→ **GIVEN REQUEST 1**
Answer these from the commit text, one line each:
(a) What does CDE mode always do to maps?
(b) What must be done before NaN payloads can be output?
(c) What copyright years are given for Laurence Lundblade in the changed file?
→ **GIVEN REQUEST 2**
Write out everything in the commit text from "A mode that" down to "some are planned.", without changing a character.

→ **PASSAGE TO READ**
------------------------

CDE and dCBOR encode-side support (#193)

A mode that errors out if non-preferred serialization is attempted.

Layered on top of that is CDE mode that always sorts maps.

Layered on top of the dCBOR mode, that disallows a few things and unifies encoding of the float and integer number spaces.  There is no change to decoding, though some are planned.

NaN Payloads can no longer be output by default. You must explicitly allow them. This is a non-compatibility with QCBOR 1.x

65-bit negative integers also cannot be output without explicitly allowing them.



* CDE and dCBOR support

* Tests for single precision and exponent boundaries

* test complete and passing; code clean up; bug fix

* Add comments for encoding modes

* tidy up and documentation

* Check point progress on CDE, preferred and dCBOR

* documentation updates

* Minor test fixes; minor code improvements

* full test fan out passes

* Formatting and documentation nits

---------

Co-authored-by: Laurence Lundblade <lgl@securitytheory.com>
diff --git a/src/ieee754.c b/src/ieee754.c
index 2d98159..002ca40 100644
--- a/src/ieee754.c
+++ b/src/ieee754.c
@@ -1,5 +1,5 @@
 /* ==========================================================================
- * ieee754.c -- floating-point conversion between half, double & single-precision
+ * ieee754.c -- floating-point conversion for half, double & single-precision
  *
  * Copyright (c) 2018-2024, Laurence Lundblade. All rights reserved.
  * Copyright (c) 2021, Arm Limited. All rights reserved.
@@ -11,20 +11,14 @@
  * Created on 7/23/18
  * ========================================================================== */
 
-/*
- * Include before QCBOR_DISABLE_PREFERRED_FLOAT is checked as
- * QCBOR_DISABLE_PREFERRED_FLOAT might be defined in qcbor/qcbor_common.h
- */
 #include "qcbor/qcbor_common.h"

------------------------

→ **EXCERPTED DATA**

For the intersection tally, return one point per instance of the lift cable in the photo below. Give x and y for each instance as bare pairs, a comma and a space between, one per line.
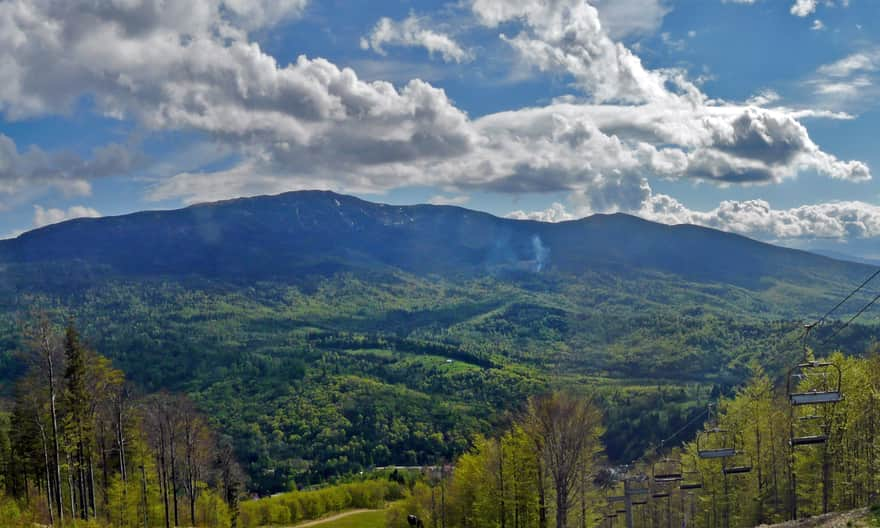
851, 319
848, 297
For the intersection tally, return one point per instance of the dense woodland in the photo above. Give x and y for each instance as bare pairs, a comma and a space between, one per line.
81, 446
316, 381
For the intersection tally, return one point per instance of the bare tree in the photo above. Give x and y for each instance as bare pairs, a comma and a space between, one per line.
44, 351
566, 430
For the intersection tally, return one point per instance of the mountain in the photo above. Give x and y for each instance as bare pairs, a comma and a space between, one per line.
846, 256
286, 236
324, 334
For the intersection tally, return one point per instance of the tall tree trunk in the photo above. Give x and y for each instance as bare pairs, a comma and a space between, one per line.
171, 442
561, 506
47, 348
91, 485
48, 472
501, 481
163, 475
72, 487
542, 496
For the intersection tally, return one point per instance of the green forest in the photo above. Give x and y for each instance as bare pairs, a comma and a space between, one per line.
316, 384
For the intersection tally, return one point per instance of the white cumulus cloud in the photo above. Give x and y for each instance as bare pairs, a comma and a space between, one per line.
803, 8
411, 32
46, 216
313, 124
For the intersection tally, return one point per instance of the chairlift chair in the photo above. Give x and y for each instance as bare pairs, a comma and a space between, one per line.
740, 464
814, 383
692, 479
667, 470
802, 422
715, 443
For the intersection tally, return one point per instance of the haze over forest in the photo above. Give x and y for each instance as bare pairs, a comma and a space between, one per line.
485, 263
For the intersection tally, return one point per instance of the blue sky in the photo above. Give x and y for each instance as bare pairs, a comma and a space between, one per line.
756, 117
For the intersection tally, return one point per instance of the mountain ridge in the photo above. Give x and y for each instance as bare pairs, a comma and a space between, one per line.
326, 231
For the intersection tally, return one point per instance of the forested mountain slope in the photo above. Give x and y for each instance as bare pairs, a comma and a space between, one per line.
325, 334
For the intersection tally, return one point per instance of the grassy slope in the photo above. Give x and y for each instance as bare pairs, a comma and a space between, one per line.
368, 519
297, 377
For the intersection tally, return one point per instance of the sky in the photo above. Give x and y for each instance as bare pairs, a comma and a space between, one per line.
751, 116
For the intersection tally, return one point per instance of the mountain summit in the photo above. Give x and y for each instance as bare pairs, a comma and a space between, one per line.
319, 232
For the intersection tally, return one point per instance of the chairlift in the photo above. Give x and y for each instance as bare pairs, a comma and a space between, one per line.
739, 463
811, 386
739, 467
692, 479
667, 470
802, 423
660, 494
715, 443
814, 383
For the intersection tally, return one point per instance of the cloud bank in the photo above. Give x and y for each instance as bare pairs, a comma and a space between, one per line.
312, 124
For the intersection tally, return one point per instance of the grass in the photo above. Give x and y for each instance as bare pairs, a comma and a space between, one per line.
371, 519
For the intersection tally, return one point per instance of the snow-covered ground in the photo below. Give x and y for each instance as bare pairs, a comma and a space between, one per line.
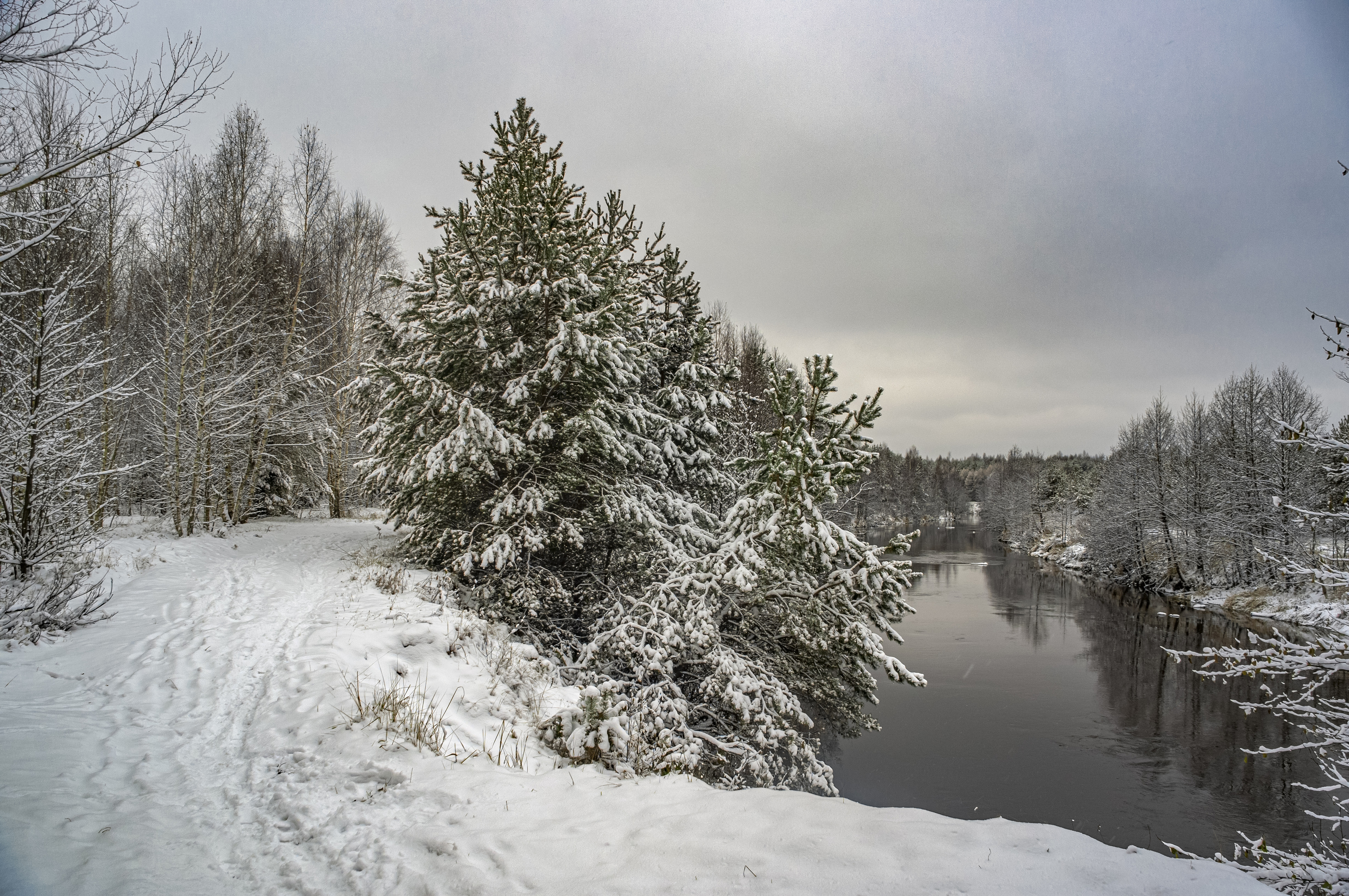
1305, 609
197, 744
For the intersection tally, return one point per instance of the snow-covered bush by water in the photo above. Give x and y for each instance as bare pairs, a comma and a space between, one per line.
548, 415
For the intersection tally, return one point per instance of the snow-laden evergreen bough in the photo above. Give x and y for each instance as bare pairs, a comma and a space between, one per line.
544, 404
545, 420
725, 657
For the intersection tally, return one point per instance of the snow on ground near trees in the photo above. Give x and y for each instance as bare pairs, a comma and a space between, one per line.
195, 744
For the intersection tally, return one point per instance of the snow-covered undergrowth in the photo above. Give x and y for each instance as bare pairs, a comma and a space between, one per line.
205, 740
1062, 551
1305, 608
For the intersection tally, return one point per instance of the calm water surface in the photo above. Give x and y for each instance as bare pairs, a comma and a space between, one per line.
1050, 699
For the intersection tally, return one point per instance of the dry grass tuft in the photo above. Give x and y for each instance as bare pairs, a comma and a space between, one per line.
404, 712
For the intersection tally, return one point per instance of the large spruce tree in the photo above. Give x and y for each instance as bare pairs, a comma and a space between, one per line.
545, 416
544, 403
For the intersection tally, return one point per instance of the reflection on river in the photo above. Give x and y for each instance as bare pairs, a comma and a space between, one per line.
1050, 701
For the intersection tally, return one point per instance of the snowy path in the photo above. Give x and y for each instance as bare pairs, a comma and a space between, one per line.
188, 747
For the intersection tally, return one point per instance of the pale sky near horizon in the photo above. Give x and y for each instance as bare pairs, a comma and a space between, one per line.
1020, 219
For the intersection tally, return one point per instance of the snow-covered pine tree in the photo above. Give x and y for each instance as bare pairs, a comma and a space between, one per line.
543, 405
723, 660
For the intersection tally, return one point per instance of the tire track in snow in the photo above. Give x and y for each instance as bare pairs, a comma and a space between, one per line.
154, 748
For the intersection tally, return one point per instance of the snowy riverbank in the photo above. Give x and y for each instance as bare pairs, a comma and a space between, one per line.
1305, 609
197, 743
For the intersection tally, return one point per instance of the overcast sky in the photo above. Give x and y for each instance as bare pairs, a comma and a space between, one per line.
1020, 219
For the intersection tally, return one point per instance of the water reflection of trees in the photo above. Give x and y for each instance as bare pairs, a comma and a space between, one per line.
1169, 718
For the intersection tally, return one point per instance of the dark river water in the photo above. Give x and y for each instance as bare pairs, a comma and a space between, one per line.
1050, 699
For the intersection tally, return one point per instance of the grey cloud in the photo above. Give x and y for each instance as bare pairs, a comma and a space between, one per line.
1022, 219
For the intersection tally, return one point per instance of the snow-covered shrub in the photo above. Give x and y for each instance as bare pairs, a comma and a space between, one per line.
1301, 672
725, 657
594, 731
57, 598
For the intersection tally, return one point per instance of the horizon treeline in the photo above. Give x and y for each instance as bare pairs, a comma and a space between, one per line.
1206, 496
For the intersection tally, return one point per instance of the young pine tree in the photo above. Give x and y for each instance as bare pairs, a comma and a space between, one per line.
725, 657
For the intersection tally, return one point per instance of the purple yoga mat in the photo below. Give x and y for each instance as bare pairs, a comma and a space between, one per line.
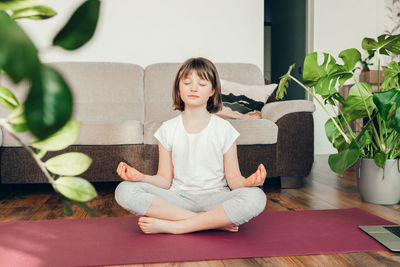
106, 241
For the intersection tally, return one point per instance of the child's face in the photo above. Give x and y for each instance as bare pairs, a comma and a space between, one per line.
195, 91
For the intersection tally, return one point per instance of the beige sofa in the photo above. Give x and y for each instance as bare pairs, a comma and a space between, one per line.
121, 105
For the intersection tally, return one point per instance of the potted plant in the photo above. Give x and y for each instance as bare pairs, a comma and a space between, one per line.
376, 148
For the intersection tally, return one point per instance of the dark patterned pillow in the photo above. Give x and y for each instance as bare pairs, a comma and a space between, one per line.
244, 101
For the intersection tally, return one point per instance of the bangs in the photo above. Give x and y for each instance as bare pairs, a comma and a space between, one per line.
201, 69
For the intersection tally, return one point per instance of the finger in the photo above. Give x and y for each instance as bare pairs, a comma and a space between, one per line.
119, 167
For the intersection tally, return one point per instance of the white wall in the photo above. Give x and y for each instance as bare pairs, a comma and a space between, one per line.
338, 25
150, 31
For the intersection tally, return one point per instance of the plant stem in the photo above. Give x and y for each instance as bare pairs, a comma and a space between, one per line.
393, 142
7, 128
377, 136
323, 107
379, 72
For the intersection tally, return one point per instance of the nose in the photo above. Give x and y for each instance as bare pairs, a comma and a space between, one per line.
193, 88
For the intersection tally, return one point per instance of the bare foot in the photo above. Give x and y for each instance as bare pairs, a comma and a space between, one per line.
256, 178
151, 225
230, 228
129, 173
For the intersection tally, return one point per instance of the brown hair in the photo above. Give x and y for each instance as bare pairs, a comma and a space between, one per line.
206, 70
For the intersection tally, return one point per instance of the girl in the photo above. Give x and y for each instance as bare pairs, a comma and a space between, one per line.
197, 162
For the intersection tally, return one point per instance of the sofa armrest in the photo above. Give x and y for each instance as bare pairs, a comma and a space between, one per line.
295, 146
276, 110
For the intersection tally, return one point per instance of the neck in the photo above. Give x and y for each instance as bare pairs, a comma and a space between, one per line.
199, 112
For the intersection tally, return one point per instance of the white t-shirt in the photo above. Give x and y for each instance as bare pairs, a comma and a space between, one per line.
197, 158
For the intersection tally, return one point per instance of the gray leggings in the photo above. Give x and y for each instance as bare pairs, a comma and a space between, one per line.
240, 205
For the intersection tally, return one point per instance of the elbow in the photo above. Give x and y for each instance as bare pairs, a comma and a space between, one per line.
167, 180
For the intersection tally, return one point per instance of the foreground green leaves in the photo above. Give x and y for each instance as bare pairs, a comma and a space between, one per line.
35, 12
48, 106
16, 4
49, 103
18, 55
81, 26
7, 98
75, 188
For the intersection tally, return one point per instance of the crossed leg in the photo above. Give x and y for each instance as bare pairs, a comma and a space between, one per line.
212, 219
164, 217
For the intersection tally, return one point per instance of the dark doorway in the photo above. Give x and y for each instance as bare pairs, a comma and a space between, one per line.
287, 22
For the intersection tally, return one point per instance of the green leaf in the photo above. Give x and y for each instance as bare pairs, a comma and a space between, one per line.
384, 44
61, 139
284, 83
81, 26
16, 4
350, 58
75, 188
66, 207
333, 134
380, 159
392, 76
18, 55
49, 103
395, 124
358, 101
343, 160
7, 98
69, 164
384, 101
17, 119
312, 72
35, 12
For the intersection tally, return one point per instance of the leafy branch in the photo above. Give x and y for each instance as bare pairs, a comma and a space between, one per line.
47, 109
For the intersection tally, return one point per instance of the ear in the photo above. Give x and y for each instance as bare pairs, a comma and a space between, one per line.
212, 92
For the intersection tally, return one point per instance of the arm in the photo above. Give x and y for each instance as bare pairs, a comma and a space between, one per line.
232, 171
162, 179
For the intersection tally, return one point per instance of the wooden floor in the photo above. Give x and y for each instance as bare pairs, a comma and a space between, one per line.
322, 190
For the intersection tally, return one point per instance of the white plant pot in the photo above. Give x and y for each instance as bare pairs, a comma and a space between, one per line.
377, 185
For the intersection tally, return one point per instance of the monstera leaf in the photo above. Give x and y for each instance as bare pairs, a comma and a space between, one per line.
384, 101
359, 103
384, 44
324, 77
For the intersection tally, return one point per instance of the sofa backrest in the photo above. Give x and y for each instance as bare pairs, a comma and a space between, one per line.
159, 78
104, 91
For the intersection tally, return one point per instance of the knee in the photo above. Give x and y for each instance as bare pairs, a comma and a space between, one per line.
133, 197
255, 200
126, 191
122, 193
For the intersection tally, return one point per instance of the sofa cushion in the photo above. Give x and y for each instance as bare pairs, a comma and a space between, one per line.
251, 131
96, 133
104, 91
159, 78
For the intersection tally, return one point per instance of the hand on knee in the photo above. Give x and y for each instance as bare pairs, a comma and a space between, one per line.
129, 173
256, 178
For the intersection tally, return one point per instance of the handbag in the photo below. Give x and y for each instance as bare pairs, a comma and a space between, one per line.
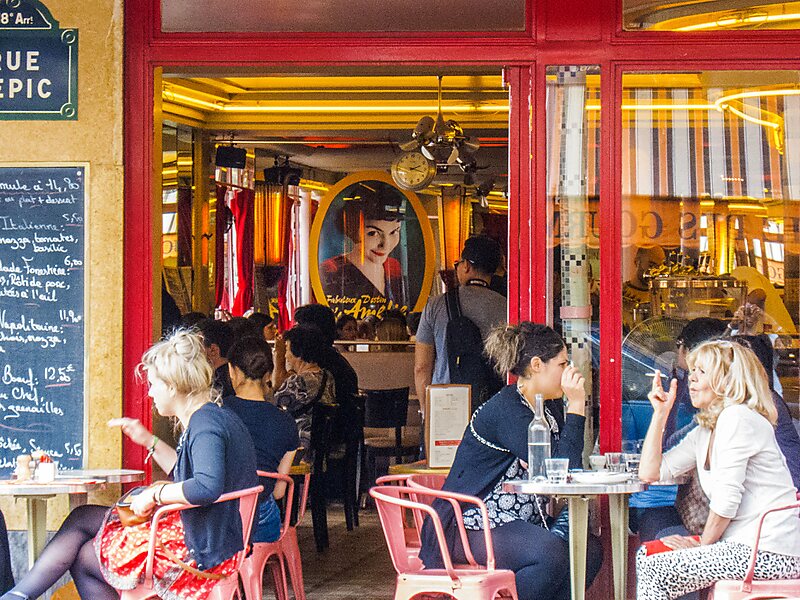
130, 519
127, 517
692, 505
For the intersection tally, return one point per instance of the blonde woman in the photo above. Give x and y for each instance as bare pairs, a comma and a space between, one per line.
215, 455
740, 468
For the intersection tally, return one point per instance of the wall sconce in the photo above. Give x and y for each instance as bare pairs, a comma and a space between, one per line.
272, 216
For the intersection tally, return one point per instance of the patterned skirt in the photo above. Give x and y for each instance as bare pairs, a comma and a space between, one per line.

------------------------

→ **EXERCISE SOLUTION 1**
(a) It always sorts them.
(b) They must be explicitly allowed.
(c) 2018-2024

→ **EXERCISE SOLUTION 2**
A mode that errors out if non-preferred serialization is attempted.

Layered on top of that is CDE mode that always sorts maps.

Layered on top of the dCBOR mode, that disallows a few things and unifies encoding of the float and integer number spaces.  There is no change to decoding, though some are planned.